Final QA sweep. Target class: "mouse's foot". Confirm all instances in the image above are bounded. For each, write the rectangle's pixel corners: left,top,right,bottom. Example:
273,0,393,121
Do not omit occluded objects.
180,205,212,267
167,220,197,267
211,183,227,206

EXERCISE: Lay out every line of the records above as a Markdown table with the columns No. and Content, giving each line its own numbered row and leaving out blank lines.

RESULT OF THE TASK:
| No. | Content |
|---|---|
| 1 | Final QA sweep. Target class: "mouse's foot". Confirm all instances in the image above are bounded. For each, write the rectangle's pixel corners: left,top,right,bottom. Example: |
| 2 | 273,0,393,121 |
| 3 | Do not omit occluded objects. |
| 4 | 180,205,212,267 |
| 5 | 167,220,197,267 |
| 6 | 211,183,227,206 |